[Saved data entries]
****************************************
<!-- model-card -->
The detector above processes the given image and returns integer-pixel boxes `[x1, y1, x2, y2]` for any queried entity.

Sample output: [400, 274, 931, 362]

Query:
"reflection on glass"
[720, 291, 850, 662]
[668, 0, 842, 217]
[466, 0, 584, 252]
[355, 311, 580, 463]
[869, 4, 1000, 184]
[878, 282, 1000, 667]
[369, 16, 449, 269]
****************************************
## YOUR INSTRUCTIONS
Reproduce all data above, unchanged.

## YOUR SOLUTION
<!-- model-card -->
The detector above processes the given image and returns integer-pixel boxes `[x1, y1, x2, y2]` for any queried entity.

Sample output: [400, 274, 931, 362]

Query:
"reflection on glass"
[720, 291, 850, 662]
[668, 0, 842, 217]
[466, 0, 584, 252]
[355, 311, 580, 463]
[869, 4, 1000, 184]
[878, 282, 1000, 667]
[369, 16, 449, 269]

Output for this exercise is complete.